Extract provided:
--- START ---

Hello CachyOS forum, how are ya!
I’ve pulled lama3.1:70b but I don’t have available memory to use it. I just want to try it out, see how slow it will be on my laptop, and I’m so close to have sufficient memory! Which way is the best for me if I don’t buy more RAM… Should I increase swap or should I increase zram? Follow up question is, how do I then increase that memory you suggest?
ollama run llama3.1:70b
Error: model requires more system memory (35.5 GiB) than is available (27.0 GiB)
~
❯ zramctl
NAME ALGORITHM DISKSIZE DATA COMPR TOTAL STREAMS MOUNTPOINT
/dev/zram0 zstd 15,5G 1,4M 215,7K 988K 8 [SWAP]
~
❯ free -t
total used free shared buff/cache available
Mem: 16220188 3440208 3296688 1409748 11234780 12779980
Swap: 16220156 1536 16218620
Total: 32440344 3441744 19515308
Hey @Totte
There are several problems going on here and to make a long story short, currently, no laptop can run Llama 3.1 70B
So let’s dissect the reasons why:
VRAM is not your laptops’s memory, VRAM is your laptops graphics card memory. My laptop has 8 GB and I can NOT run the 70B model. I can run the 8B model and depending on how much VRAM your laptop has, you should be able to as well.
You can NOT upgrade VRAM. Laptop memory can be upgraded depending on your model and configuration but it will be limited in comparison to a desktop computer.
To run LLMs with 70 Billion parameters, you should subscribe to an online service or, if money is no object, buy or build a desktop PC with an NVIDIA 4090. According to some online articles, even that card isn’t sufficient which is why NVIDIA sells special gfx cards with 48 GB of VRAM or more.

--- END ---

Activity list:
(A) Output the passage from the forum thread about running Llama 3.1 70B, starting at "I’ve pulled lama3.1:70b" and ending at "memory you suggest?".
(B) In the forum thread about running Llama 3.1 70B, how much system memory does the error message say the model requires?

Provided information:
--- START ---

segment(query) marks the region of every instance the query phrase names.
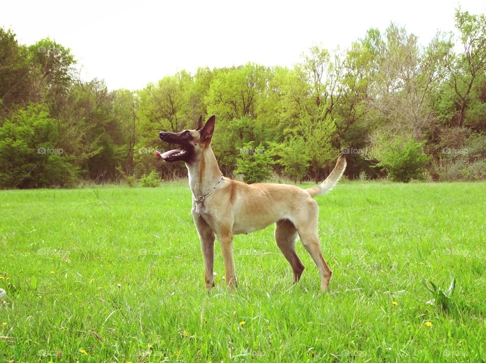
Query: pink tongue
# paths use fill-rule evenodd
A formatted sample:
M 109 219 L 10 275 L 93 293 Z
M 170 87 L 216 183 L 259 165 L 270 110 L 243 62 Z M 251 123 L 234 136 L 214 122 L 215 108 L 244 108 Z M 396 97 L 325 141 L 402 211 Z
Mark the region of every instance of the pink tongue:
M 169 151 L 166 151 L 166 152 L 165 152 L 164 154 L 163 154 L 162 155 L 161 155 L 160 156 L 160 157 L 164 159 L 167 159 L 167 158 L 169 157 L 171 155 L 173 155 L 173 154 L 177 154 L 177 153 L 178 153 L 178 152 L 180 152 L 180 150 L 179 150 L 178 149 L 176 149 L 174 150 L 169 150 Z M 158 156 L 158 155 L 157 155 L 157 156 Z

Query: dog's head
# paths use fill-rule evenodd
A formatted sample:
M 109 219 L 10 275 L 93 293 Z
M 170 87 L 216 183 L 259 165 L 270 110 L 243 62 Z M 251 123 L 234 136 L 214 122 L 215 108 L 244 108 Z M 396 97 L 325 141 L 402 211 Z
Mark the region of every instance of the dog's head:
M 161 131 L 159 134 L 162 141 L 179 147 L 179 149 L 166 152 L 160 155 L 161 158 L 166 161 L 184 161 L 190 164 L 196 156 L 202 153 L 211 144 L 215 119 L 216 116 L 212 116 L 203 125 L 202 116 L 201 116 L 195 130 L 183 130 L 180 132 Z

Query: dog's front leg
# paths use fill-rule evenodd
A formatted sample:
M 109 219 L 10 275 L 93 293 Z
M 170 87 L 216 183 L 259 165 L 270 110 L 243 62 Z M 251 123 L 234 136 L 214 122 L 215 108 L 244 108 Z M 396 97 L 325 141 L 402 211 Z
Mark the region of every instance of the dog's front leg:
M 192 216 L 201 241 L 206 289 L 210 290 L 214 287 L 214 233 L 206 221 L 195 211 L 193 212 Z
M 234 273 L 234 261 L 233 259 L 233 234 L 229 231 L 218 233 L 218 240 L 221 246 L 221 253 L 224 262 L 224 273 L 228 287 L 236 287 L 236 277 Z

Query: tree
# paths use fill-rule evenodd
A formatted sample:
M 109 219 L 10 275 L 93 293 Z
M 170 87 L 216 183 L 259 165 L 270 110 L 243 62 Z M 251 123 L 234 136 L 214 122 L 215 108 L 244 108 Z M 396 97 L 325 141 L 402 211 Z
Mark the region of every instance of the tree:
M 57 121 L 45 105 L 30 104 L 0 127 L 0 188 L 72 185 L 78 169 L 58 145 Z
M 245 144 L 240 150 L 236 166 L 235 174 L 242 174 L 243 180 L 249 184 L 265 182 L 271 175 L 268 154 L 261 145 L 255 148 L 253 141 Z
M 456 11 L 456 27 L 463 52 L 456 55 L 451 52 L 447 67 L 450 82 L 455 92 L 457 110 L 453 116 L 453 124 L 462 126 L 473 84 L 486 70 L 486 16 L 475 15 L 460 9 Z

--- END ---
--- START ---

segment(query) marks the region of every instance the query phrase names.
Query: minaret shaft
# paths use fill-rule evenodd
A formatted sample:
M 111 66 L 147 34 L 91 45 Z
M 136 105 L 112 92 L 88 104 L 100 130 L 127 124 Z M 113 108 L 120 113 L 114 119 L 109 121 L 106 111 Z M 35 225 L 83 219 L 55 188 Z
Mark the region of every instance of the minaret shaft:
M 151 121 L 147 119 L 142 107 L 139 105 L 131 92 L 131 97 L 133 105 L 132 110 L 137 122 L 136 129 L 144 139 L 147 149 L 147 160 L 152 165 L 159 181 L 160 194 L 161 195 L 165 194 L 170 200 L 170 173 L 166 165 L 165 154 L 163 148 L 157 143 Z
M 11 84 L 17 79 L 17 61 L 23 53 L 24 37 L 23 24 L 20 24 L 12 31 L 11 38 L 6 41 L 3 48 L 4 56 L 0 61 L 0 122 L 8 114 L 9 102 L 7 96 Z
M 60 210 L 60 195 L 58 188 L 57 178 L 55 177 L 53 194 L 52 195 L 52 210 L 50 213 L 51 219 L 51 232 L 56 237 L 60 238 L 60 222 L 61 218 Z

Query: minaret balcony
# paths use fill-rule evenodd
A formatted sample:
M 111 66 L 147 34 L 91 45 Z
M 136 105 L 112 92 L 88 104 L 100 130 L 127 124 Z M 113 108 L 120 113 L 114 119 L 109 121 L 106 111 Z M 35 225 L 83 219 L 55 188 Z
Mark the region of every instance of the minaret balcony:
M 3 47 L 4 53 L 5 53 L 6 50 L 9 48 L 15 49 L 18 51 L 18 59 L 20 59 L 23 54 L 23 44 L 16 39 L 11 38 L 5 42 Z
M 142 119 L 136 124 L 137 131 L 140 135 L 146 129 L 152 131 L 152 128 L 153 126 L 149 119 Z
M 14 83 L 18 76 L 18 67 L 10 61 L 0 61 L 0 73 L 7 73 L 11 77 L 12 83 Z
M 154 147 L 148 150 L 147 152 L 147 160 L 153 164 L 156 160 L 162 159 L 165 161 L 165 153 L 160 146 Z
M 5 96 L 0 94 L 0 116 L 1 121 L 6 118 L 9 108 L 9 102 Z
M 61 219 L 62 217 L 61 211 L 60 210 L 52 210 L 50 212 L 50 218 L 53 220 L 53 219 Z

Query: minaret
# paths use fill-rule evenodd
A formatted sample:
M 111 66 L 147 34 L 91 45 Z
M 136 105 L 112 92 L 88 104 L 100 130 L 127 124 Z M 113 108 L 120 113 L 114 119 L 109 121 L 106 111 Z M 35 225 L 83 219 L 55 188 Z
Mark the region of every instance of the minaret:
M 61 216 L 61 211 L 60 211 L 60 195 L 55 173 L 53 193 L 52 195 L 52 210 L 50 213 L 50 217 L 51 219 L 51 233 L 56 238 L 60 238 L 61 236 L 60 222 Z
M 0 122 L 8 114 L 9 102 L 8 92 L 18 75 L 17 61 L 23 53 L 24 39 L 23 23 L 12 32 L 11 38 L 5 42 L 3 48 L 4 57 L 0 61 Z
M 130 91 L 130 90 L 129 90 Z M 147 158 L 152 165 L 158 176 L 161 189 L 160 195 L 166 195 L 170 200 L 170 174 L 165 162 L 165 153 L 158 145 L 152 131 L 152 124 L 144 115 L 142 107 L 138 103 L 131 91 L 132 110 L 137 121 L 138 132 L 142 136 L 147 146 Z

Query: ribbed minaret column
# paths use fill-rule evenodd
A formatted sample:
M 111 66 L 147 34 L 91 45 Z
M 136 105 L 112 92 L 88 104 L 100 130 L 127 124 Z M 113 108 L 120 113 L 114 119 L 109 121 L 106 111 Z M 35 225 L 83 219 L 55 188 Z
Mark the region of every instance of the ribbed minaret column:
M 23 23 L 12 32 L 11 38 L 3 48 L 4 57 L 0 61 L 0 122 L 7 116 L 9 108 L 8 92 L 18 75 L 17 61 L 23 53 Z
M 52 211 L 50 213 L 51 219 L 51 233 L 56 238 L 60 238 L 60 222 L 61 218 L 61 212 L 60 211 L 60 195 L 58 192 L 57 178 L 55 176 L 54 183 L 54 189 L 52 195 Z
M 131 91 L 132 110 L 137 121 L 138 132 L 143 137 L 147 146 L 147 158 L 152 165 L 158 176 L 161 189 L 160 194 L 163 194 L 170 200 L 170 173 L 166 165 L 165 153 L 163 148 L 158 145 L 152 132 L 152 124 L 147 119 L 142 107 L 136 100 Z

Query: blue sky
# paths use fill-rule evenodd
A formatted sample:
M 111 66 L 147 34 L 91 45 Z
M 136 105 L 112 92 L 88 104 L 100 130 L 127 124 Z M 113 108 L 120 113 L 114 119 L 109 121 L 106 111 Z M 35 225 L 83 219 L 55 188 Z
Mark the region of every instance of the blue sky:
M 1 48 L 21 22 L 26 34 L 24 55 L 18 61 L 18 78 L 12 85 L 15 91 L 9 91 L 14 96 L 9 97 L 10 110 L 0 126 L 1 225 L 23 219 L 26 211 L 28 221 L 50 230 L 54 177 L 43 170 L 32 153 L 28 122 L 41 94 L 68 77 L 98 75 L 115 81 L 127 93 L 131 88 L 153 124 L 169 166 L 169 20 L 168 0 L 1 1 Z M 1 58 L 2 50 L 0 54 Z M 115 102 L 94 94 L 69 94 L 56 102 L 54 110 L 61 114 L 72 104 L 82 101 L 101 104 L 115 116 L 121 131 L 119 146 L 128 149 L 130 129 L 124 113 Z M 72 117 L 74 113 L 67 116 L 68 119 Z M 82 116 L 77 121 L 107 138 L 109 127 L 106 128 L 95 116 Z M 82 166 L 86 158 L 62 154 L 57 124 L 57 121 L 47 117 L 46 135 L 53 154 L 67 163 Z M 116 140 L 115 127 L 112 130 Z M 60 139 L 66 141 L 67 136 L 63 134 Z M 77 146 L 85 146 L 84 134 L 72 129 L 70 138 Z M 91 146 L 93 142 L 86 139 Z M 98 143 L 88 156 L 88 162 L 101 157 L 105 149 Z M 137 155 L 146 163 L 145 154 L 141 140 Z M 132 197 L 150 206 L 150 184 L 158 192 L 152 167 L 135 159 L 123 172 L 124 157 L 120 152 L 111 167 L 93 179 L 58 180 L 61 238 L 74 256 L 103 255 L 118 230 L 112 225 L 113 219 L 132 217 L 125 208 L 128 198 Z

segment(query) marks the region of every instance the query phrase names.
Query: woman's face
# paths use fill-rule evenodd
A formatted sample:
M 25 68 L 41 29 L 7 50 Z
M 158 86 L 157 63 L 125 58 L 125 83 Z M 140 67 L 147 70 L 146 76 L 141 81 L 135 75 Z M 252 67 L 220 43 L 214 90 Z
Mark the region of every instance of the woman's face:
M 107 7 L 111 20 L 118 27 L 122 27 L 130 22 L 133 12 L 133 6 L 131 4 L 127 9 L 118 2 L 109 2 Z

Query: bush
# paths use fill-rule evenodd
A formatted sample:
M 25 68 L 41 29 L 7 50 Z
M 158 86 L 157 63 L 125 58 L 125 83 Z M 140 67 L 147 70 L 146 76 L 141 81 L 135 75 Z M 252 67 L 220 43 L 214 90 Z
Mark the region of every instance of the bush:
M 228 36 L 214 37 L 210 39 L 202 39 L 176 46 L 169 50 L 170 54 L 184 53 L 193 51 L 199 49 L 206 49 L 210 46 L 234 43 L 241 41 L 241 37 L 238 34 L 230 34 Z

--- END ---
--- START ---

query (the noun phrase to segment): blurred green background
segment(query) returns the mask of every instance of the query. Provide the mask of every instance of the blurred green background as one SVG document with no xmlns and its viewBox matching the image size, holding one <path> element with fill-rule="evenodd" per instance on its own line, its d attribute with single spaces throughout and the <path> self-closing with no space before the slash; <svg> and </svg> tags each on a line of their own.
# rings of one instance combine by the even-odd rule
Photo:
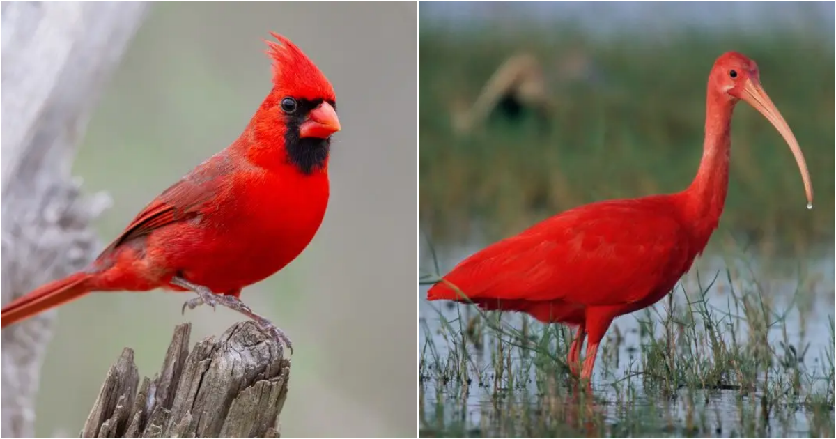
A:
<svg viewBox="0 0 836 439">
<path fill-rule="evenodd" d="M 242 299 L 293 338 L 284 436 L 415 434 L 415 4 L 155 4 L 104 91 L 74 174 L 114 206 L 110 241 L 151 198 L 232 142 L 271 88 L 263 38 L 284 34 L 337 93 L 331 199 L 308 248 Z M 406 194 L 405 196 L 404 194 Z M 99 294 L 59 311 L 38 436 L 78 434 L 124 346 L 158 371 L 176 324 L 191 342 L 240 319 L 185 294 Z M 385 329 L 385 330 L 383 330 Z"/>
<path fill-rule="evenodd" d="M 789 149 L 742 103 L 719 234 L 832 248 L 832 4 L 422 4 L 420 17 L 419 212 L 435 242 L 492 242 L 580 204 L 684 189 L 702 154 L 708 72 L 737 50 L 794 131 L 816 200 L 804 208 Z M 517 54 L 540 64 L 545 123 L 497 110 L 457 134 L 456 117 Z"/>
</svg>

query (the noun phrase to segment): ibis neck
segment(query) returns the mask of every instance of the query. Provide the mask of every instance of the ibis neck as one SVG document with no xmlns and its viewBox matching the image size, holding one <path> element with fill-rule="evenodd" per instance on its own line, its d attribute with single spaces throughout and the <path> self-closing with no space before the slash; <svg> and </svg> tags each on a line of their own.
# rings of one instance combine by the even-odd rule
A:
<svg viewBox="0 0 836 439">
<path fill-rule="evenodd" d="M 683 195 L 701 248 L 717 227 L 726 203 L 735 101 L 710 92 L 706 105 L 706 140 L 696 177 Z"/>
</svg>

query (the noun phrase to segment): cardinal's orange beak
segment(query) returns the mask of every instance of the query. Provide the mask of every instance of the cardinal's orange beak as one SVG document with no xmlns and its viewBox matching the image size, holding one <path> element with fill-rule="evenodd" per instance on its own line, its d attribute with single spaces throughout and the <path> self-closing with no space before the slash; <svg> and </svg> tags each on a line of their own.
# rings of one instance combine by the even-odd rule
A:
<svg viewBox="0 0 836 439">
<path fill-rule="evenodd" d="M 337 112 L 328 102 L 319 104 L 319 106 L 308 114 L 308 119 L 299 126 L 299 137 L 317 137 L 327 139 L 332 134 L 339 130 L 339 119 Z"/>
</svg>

--- END ---

Solutions to the exercise:
(A)
I’ve pulled lama3.1:70b but I don’t have available memory to use it. I just want to try it out, see how slow it will be on my laptop, and I’m so close to have sufficient memory! Which way is the best for me if I don’t buy more RAM… Should I increase swap or should I increase zram? Follow up question is, how do I then increase that memory you suggest?

(B) 35.5 GiB